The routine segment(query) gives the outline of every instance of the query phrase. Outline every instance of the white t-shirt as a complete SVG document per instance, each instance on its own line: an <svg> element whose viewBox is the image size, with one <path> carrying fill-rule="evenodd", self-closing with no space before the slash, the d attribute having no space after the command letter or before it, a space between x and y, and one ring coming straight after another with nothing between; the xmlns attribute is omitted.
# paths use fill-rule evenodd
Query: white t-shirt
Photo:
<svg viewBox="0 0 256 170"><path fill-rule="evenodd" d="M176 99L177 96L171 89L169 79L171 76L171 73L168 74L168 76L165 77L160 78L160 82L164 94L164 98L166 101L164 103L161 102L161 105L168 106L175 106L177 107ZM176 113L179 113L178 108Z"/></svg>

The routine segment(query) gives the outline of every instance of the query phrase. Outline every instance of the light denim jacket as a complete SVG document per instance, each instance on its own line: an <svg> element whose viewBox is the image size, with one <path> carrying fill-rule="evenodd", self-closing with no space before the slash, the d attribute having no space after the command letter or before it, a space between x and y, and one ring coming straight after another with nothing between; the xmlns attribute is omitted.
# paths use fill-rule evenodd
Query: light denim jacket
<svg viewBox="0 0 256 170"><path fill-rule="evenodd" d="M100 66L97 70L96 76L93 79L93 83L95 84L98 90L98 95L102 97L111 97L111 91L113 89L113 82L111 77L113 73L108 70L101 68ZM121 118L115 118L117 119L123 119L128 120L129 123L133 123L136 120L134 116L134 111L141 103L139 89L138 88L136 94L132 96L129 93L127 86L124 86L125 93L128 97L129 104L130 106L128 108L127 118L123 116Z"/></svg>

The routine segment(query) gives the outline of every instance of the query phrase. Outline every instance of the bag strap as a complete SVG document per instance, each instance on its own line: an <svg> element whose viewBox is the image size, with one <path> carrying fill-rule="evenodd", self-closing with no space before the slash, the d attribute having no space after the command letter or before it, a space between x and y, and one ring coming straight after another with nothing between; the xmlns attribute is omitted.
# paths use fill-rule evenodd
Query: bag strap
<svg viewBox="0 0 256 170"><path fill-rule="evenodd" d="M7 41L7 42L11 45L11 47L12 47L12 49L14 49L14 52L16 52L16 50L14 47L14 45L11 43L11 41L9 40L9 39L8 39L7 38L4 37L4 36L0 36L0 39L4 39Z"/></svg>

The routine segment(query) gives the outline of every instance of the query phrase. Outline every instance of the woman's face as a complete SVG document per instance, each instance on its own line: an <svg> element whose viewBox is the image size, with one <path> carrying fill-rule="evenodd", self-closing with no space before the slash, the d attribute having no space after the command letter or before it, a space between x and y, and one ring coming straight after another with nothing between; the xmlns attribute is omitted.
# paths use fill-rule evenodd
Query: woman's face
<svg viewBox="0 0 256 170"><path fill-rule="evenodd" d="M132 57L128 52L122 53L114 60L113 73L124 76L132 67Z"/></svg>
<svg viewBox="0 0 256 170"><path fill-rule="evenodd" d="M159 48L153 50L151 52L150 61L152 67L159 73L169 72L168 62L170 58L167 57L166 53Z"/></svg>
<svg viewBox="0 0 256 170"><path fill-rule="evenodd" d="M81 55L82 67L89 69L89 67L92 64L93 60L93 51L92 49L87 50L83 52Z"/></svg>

Aim of the task: Starting with the line containing "of the light" and going through the line containing "Query: light denim jacket", rewrite only those lines with "denim" swapped for "leather" and nothing else changed.

Completed task:
The routine segment(query) gives the outline of every instance of the query phrase. Outline every instance of the light leather jacket as a complete SVG document per instance, each instance on its own line: an <svg> element whose viewBox is the image size, with one <path> carrying fill-rule="evenodd", self-closing with no space before the slash, the d attribute having no space after the command letter or before it, a space between x and y, and one ring coming straight after another with nothing between; the xmlns attribute is omitted.
# paths use fill-rule evenodd
Query: light leather jacket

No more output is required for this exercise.